ACJC/1102/2025 du 19.08.2025 sur JTPI/5711/2025 ( SFC ) , JUGE

En fait
En droit
Par ces motifs
RÉPUBLIQUE ET CANTON DE GENÈVE

POUVOIR JUDICIAIRE

C/6603/2025 ACJC/1102/2025

ARRÊT

DE LA COUR DE JUSTICE

Chambre civile

DU MARDI 19 AOÛT 2025

 

Entre

A______ SARL, sise ______ [GE], recourante contre un jugement rendu par la 10ème Chambre du Tribunal de première instance de ce canton le 8 mai 2025,

et

ETAT DE GENEVE, soit pour lui l'Administration fiscale cantonale, Service du contentieux, rue du Stand 26, case postale 3937, 1211 Genève 3, intimé.

 


EN FAIT

A. Par jugement JTPI/5711/2025 du 8 mai 2025, reçu par A______ SARL le 15 mai 2025, le Tribunal de première instance (ci-après : le Tribunal), statuant sur requête de l'ETAT DE GENEVE, soit pour lui l'Administration cantonale (AFC), dans le cadre de la poursuite n° 1______, a prononcé la faillite de A______ SARL
(ch. 1 du dispositif), arrêté les frais judicaires à 120 fr., compensés avec l'avance versée par l'ETAT DE GENEVE, et mis à la charge de A______ SARL, celle-ci étant condamnée à rembourser ce montant à celui-là (ch. 2 et 3) et débouté les parties de toutes autres conclusions (ch. 3).

B. a. Par acte déposé au greffe de la Cour de justice le 22 mai 2025, A______ SARL a formé recours contre ce jugement, concluant à son annulation et, cela fait, au rejet de la requête de faillite.

Elle a établi – quittance de l'Office des poursuites du 21 mai 2025 à l'appui – avoir payé la dette faisant l'objet de la poursuite n° 1______, intérêts et frais de poursuite, de justice et d'encaissement compris.

Elle a allégué être solvable et a produit des pièces nouvelles.
-=-=-=-=-
Consigne → Recopiez mot pour mot l'arrêt de la Cour de justice ci-dessus, en entier. Ces données proviennent d'une autre source.

Éléments provenant d'une source de données
-=-=-=-=-
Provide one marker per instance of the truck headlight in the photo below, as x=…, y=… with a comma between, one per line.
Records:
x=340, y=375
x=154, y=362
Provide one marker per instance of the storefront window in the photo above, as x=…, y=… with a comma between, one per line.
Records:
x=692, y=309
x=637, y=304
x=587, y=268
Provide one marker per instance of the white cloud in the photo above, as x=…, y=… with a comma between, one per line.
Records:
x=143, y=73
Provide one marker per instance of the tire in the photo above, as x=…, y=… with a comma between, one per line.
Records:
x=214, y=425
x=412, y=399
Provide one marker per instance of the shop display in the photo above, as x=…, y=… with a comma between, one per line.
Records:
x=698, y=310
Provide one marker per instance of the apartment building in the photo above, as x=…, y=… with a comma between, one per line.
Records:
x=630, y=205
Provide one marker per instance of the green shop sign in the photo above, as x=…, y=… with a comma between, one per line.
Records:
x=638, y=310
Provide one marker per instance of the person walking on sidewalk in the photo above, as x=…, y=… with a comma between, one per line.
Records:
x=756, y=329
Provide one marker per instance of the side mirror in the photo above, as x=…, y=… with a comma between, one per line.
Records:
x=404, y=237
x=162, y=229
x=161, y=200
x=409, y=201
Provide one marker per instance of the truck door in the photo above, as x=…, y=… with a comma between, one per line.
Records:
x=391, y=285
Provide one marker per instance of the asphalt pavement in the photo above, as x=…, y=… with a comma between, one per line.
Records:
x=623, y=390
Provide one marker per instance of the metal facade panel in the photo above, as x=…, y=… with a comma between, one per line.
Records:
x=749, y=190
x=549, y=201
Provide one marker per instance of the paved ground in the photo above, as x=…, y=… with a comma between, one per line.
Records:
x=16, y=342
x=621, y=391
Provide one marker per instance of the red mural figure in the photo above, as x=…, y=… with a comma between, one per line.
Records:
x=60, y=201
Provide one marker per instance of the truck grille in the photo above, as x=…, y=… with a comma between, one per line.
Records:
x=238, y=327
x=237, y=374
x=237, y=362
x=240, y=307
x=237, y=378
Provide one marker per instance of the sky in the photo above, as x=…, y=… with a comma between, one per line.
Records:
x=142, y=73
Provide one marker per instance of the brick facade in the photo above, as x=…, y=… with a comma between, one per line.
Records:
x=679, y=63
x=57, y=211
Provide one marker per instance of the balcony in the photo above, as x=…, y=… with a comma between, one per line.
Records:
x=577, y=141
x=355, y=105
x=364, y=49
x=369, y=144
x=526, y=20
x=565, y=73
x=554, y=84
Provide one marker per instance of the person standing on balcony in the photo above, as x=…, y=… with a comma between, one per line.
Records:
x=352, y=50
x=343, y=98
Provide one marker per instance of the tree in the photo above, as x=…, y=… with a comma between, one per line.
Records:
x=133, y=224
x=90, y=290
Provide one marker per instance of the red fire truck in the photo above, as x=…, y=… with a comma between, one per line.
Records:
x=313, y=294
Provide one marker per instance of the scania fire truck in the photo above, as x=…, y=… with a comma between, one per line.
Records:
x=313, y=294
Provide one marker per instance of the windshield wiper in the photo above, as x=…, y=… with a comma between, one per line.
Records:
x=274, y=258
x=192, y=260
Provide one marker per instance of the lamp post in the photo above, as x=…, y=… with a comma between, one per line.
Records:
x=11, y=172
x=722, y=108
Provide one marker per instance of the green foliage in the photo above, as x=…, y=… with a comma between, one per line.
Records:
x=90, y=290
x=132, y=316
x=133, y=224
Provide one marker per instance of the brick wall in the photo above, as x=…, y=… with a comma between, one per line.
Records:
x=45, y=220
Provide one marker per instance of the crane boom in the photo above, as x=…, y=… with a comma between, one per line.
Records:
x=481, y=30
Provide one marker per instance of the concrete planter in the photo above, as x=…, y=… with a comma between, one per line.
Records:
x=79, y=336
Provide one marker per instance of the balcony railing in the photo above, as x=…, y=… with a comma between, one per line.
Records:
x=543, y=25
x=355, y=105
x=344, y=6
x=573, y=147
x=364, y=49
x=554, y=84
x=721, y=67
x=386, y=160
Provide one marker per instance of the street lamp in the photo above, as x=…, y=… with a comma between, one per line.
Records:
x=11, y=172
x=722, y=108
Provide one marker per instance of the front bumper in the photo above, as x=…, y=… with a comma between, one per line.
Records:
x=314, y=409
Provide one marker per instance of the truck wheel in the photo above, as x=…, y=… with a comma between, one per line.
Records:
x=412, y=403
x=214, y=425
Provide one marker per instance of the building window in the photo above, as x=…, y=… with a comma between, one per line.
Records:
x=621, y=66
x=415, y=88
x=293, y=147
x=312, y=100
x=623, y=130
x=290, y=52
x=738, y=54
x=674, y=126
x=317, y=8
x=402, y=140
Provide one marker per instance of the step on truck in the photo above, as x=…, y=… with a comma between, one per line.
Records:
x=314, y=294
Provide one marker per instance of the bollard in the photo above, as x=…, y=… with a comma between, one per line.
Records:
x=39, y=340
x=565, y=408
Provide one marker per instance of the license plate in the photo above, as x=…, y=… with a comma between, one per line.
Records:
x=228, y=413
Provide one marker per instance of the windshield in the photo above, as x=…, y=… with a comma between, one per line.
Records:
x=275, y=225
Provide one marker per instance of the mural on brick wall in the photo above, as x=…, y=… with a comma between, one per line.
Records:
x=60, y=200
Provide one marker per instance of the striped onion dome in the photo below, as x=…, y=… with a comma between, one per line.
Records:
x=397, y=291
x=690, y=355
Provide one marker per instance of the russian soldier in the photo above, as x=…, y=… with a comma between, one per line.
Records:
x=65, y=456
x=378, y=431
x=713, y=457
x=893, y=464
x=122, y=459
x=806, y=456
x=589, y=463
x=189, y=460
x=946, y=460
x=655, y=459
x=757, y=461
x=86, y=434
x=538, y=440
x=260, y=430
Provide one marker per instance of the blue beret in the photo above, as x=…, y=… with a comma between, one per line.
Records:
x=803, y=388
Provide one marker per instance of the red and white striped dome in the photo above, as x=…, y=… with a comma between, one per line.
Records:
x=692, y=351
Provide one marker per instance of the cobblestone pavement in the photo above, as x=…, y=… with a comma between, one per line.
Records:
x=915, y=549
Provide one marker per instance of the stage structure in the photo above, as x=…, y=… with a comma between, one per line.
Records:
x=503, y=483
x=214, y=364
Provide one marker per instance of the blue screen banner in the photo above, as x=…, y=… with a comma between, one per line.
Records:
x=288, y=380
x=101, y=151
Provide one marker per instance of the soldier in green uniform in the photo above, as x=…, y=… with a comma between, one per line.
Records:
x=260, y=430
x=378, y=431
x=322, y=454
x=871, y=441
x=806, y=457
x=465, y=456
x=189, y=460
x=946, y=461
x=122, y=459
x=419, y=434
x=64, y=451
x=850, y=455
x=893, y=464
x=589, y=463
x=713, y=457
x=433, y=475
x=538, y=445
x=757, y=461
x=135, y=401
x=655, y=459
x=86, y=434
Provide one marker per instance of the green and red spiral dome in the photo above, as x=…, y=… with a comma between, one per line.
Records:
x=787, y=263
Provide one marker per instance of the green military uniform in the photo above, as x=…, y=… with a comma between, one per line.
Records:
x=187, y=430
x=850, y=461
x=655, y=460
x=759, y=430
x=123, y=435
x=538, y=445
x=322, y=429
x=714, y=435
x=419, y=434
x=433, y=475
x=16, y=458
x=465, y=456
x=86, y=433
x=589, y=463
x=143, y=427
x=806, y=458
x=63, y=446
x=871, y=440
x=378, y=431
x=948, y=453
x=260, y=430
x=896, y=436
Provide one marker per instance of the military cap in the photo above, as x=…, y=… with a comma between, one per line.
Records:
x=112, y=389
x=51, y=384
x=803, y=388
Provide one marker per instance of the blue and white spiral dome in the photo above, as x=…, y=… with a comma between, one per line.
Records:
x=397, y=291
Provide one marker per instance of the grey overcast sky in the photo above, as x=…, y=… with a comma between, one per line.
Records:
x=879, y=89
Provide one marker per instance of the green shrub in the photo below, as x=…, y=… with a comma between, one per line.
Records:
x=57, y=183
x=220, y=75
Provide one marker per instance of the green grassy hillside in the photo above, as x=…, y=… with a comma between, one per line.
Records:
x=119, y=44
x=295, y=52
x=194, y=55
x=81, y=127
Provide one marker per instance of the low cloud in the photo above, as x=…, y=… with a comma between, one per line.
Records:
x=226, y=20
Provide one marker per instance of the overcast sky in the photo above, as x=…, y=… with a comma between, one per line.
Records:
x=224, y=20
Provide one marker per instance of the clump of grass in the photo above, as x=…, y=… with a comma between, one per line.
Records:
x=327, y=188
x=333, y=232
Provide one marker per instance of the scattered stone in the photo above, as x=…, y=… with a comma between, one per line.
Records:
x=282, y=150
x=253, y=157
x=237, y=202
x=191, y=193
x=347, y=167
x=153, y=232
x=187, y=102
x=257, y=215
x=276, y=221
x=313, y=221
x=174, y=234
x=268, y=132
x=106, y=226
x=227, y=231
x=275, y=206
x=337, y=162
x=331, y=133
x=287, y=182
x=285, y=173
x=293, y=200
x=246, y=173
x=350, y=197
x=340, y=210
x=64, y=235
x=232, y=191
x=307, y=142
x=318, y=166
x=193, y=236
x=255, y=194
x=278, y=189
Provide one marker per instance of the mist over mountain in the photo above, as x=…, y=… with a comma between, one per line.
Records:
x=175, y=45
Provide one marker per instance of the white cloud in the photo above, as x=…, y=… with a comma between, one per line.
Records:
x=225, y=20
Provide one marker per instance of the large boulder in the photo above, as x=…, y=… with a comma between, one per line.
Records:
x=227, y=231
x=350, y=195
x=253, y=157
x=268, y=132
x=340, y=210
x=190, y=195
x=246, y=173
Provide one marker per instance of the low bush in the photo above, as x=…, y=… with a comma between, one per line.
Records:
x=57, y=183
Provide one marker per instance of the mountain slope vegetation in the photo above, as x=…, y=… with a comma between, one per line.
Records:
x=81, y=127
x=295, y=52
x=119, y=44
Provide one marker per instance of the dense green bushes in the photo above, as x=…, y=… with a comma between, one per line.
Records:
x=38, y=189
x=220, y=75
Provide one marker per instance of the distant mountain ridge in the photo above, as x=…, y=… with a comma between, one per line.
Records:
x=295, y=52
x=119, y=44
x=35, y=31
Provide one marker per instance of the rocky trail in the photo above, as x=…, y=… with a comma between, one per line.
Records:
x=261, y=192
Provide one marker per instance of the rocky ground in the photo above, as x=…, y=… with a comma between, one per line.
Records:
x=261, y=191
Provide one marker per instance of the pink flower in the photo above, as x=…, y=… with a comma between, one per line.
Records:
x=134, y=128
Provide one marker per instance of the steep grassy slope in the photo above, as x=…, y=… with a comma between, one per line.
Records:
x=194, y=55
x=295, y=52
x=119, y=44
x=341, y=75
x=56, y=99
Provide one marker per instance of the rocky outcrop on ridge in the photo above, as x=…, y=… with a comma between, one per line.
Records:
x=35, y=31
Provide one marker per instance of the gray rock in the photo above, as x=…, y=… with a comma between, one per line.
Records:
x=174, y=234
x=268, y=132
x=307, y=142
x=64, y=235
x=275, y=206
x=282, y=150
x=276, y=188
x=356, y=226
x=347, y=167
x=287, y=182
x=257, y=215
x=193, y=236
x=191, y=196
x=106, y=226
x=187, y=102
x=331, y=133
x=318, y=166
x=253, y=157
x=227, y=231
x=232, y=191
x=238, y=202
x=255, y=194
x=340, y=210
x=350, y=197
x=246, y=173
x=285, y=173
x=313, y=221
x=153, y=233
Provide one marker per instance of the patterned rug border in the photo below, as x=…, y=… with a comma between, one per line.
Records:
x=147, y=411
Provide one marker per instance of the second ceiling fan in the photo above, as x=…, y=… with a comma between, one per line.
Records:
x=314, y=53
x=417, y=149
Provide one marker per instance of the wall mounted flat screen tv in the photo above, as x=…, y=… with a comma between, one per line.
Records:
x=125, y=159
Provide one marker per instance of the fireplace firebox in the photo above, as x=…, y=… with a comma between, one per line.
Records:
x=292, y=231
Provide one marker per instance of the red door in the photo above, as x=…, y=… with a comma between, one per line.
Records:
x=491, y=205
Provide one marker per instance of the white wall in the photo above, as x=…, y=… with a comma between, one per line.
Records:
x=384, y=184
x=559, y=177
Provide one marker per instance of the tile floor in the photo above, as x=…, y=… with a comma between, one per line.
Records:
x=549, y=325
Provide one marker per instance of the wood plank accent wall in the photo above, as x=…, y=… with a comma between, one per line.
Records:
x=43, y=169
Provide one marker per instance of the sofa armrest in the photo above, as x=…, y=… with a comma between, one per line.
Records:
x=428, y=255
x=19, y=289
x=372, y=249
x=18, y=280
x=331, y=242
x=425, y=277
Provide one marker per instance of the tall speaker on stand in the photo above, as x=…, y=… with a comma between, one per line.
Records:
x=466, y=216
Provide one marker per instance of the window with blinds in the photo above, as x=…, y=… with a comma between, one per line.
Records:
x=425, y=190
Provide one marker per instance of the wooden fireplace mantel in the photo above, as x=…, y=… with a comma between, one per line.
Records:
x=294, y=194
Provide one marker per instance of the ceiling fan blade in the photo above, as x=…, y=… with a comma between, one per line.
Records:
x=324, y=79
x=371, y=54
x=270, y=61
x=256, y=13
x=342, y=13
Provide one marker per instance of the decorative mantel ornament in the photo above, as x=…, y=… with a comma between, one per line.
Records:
-=-=-=-=-
Réponse attendue →
ACJC/1102/2025 du 19.08.2025 sur JTPI/5711/2025 ( SFC ) , JUGE

En fait
En droit
Par ces motifs
RÉPUBLIQUE ET CANTON DE GENÈVE

POUVOIR JUDICIAIRE

C/6603/2025 ACJC/1102/2025

ARRÊT

DE LA COUR DE JUSTICE

Chambre civile

DU MARDI 19 AOÛT 2025

 

Entre

A______ SARL, sise ______ [GE], recourante contre un jugement rendu par la 10ème Chambre du Tribunal de première instance de ce canton le 8 mai 2025,

et

ETAT DE GENEVE, soit pour lui l'Administration fiscale cantonale, Service du contentieux, rue du Stand 26, case postale 3937, 1211 Genève 3, intimé.

 


EN FAIT

A. Par jugement JTPI/5711/2025 du 8 mai 2025, reçu par A______ SARL le 15 mai 2025, le Tribunal de première instance (ci-après : le Tribunal), statuant sur requête de l'ETAT DE GENEVE, soit pour lui l'Administration cantonale (AFC), dans le cadre de la poursuite n° 1______, a prononcé la faillite de A______ SARL
(ch. 1 du dispositif), arrêté les frais judicaires à 120 fr., compensés avec l'avance versée par l'ETAT DE GENEVE, et mis à la charge de A______ SARL, celle-ci étant condamnée à rembourser ce montant à celui-là (ch. 2 et 3) et débouté les parties de toutes autres conclusions (ch. 3).

B. a. Par acte déposé au greffe de la Cour de justice le 22 mai 2025, A______ SARL a formé recours contre ce jugement, concluant à son annulation et, cela fait, au rejet de la requête de faillite.

Elle a établi – quittance de l'Office des poursuites du 21 mai 2025 à l'appui – avoir payé la dette faisant l'objet de la poursuite n° 1______, intérêts et frais de poursuite, de justice et d'encaissement compris.

Elle a allégué être solvable et a produit des pièces nouvelles.